**ABOUT THIS EXERCISE:** In the focus group account below, how were the test sessions structured?

**DOCUMENT SECTION:**
== Segment start ==

The focus group test was broken down into seven one-hour, one-on-one sessions. Ages ranged from 24-36, and the gender split was 4:3 male/female.
Because of the unique, yet very accessible nature, of the aforementioned project, as well is its current embryonic state (more details on it in this space as it concretizes and is further financed), participants' perception of it could not be intrinsically or prematurely skewed.
All seven subjects were asked to click through a PowerPoint replica of the project and speak out loud as they did so.
And speak they did. Often, and in great detail.
When it was all over, I learned a lot about the project. The team discovered a handful of very crucial tweaks and adjustments, and happily, all participants seemed to understand the product easily, and like it a lot.
But on another level, I learned something truly staggering watching all seven testers go through the paces:
The men said things to try to appear smart.
The women said smart things.

== Segment end ==

**Stored data:**

== Segment start ==

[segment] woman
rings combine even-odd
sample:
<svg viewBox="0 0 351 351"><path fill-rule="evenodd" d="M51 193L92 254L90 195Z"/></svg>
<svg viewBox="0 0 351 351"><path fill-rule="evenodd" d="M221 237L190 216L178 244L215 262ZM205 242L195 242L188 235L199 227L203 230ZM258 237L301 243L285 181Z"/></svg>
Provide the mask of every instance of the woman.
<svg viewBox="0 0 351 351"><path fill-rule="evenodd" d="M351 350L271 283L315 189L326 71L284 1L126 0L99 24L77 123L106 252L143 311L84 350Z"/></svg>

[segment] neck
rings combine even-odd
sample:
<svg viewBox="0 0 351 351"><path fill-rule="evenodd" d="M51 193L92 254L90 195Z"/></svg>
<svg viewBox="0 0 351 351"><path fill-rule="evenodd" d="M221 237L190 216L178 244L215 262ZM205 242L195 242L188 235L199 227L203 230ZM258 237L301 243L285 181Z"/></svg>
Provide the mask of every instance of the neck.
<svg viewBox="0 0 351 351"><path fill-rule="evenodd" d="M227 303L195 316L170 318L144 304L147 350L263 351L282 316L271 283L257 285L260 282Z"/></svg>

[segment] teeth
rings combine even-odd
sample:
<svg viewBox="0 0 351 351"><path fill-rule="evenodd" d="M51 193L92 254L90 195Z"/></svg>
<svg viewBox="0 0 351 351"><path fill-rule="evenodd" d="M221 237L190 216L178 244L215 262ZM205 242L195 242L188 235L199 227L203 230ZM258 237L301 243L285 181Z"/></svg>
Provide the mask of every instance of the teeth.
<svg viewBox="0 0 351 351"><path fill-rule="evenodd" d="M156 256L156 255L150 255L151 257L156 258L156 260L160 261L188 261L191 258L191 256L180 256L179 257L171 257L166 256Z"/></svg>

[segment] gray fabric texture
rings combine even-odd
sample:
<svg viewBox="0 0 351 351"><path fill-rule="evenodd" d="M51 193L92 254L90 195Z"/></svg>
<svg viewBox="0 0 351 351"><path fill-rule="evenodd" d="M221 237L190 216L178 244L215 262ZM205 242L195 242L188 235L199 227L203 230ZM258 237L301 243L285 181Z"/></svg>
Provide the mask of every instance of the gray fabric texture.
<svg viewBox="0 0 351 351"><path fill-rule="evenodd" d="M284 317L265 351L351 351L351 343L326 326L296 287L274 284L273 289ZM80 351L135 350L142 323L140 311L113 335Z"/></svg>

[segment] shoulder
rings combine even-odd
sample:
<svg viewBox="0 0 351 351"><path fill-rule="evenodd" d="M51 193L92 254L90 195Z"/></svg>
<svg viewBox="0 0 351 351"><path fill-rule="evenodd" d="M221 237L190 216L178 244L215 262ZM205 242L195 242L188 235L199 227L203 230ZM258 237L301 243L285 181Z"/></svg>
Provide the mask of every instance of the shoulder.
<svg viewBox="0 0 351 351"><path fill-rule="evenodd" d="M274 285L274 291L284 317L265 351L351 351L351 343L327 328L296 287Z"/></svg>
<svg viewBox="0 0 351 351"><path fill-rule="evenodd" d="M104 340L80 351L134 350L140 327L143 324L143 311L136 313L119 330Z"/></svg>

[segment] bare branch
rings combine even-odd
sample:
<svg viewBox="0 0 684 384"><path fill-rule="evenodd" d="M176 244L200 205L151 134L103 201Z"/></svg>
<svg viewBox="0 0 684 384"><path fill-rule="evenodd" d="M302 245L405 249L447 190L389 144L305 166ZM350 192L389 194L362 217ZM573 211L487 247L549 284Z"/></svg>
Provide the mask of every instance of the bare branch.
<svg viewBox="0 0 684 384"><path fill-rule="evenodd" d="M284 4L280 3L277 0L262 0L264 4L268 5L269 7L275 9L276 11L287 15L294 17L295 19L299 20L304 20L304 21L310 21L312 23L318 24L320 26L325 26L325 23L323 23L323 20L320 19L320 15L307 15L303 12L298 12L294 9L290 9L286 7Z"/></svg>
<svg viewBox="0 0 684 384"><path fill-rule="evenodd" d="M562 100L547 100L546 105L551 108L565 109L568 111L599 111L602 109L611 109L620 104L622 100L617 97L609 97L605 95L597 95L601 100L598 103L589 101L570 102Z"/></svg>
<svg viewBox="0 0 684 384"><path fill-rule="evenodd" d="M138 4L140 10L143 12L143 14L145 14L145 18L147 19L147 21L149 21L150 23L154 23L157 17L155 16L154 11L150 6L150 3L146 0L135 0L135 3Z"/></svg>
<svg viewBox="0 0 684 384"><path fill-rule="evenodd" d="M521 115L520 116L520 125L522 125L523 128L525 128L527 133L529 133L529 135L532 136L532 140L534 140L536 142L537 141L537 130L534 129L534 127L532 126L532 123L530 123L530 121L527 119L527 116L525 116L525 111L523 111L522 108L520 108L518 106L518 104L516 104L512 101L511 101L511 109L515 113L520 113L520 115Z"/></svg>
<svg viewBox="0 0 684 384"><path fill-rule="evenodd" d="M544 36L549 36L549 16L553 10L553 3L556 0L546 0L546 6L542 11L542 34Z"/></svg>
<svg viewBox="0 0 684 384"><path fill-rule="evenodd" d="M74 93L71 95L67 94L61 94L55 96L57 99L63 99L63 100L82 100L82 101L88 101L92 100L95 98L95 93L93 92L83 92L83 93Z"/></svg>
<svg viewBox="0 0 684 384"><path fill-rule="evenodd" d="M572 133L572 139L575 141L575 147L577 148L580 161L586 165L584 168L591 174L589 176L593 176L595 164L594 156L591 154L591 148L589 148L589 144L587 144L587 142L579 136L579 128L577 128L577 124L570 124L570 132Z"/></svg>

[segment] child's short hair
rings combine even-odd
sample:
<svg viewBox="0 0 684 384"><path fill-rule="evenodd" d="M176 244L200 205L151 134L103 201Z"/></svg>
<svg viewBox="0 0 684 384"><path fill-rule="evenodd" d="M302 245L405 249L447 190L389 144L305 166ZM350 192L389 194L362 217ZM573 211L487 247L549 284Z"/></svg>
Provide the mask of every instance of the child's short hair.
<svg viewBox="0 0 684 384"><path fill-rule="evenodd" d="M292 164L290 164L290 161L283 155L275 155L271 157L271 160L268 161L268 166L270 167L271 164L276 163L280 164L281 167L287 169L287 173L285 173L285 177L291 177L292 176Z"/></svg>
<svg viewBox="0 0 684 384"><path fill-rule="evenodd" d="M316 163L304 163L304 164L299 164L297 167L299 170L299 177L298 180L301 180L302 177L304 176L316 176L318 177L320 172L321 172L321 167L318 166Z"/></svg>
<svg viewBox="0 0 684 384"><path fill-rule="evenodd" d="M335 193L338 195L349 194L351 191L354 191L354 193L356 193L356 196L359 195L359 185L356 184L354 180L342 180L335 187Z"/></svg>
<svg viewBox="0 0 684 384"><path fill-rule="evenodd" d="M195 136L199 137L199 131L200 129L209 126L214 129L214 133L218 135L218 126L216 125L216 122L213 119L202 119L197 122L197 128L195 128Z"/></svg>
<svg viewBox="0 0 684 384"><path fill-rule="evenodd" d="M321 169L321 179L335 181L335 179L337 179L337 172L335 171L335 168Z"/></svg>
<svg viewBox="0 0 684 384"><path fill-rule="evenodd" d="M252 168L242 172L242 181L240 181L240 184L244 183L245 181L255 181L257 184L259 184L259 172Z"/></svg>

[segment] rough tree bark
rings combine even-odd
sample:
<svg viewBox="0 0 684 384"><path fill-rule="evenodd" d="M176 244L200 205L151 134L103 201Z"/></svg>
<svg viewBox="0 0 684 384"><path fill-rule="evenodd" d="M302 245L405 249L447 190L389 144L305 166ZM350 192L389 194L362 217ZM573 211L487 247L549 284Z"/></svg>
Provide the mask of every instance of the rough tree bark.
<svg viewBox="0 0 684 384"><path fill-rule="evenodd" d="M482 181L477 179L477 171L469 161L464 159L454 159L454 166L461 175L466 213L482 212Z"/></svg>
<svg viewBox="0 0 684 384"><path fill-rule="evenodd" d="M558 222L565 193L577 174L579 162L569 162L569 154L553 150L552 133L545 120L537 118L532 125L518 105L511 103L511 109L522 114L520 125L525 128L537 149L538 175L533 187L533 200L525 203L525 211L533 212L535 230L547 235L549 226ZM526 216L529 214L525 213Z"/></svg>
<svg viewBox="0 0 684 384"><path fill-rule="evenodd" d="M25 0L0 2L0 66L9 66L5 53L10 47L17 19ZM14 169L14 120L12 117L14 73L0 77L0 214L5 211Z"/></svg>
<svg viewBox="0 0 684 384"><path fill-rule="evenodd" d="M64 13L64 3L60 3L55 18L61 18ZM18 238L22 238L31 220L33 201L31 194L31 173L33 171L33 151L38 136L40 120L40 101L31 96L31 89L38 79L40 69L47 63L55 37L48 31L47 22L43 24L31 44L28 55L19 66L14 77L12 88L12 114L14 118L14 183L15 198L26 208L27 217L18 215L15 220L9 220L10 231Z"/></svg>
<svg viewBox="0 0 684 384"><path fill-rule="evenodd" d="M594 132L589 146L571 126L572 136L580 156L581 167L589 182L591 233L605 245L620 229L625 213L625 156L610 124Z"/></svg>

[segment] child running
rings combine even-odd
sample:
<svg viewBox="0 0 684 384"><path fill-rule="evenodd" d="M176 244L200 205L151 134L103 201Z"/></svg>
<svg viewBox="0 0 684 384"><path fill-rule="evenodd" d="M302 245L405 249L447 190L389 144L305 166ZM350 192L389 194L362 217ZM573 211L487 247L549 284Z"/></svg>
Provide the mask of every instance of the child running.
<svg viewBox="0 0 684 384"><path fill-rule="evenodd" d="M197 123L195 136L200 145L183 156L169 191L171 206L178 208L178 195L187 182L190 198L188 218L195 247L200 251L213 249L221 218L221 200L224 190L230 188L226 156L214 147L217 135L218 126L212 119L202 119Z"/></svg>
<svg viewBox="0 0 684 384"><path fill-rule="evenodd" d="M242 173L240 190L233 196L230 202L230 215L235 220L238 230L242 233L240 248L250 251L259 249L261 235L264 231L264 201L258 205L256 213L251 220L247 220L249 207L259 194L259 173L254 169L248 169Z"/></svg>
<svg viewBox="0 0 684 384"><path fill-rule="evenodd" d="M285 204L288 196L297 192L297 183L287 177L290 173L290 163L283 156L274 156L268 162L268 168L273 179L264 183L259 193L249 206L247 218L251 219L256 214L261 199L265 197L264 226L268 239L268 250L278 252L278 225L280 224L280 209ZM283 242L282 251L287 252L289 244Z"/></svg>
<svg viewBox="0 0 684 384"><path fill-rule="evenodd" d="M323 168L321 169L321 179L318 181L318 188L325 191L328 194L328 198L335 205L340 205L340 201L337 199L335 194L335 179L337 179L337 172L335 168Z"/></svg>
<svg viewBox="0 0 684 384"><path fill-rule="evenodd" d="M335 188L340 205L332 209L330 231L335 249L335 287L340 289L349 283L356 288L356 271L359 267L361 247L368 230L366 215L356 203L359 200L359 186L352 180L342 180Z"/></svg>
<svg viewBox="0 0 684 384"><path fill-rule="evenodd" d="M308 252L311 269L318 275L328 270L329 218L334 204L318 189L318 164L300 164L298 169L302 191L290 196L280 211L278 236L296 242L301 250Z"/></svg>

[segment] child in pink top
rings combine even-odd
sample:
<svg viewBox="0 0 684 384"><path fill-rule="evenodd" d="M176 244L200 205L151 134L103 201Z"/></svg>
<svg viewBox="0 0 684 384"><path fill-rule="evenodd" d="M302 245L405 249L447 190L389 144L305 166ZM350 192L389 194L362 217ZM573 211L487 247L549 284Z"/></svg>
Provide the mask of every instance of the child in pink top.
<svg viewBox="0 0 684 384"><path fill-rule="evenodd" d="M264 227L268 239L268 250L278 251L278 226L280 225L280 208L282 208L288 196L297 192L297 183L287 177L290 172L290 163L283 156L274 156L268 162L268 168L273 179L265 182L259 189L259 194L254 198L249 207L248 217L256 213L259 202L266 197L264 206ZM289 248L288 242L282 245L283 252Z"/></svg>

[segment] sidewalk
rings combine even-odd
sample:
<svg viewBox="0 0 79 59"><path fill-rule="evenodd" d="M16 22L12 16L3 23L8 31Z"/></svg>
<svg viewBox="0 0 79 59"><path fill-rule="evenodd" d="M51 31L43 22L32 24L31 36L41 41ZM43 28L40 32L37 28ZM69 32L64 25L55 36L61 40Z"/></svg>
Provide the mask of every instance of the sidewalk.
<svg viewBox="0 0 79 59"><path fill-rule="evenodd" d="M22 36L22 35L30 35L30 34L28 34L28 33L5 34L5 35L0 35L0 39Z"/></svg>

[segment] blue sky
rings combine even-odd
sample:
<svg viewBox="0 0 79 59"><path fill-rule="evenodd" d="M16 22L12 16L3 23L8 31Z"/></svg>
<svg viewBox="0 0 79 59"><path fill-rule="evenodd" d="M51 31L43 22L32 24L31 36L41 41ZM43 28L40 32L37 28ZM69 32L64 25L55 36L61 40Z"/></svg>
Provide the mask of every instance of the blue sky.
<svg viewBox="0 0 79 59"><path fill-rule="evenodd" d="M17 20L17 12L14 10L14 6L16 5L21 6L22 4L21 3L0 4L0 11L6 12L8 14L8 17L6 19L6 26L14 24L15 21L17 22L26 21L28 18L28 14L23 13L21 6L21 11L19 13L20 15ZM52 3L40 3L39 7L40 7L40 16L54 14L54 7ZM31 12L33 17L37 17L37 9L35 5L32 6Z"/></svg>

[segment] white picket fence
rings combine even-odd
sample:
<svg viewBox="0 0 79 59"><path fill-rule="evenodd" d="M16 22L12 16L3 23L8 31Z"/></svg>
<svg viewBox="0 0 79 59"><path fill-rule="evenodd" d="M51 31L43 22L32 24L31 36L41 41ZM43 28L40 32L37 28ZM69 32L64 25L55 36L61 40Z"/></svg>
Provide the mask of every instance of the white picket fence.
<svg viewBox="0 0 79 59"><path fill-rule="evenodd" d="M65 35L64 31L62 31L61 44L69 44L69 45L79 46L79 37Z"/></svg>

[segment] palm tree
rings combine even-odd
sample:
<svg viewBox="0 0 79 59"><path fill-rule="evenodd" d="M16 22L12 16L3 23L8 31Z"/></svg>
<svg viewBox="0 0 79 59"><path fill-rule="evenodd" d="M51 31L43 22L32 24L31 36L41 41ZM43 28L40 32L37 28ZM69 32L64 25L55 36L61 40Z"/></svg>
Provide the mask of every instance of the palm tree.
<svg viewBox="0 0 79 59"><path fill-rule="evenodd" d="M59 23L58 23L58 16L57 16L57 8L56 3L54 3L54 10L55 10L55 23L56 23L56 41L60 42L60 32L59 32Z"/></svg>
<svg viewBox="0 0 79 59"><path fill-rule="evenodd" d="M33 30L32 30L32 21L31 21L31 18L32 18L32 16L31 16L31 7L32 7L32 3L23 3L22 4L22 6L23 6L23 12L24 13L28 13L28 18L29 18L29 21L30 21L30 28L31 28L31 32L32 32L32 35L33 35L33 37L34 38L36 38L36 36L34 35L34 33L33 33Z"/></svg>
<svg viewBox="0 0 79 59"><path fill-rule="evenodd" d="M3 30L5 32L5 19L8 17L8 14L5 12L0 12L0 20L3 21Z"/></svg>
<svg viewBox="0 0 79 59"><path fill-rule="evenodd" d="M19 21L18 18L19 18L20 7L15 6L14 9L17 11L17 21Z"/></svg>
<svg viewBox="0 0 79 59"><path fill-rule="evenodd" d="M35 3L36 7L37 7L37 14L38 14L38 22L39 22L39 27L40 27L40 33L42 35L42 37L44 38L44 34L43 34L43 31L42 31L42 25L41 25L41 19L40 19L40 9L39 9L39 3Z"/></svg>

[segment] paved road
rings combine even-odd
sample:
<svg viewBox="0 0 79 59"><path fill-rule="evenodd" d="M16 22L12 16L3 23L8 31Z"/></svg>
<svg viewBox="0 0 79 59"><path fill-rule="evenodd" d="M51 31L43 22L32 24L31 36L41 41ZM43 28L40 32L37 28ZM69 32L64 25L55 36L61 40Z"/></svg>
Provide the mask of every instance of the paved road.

== Segment end ==

**ANSWER FOR THE TASK:** Seven one-hour, one-on-one sessions.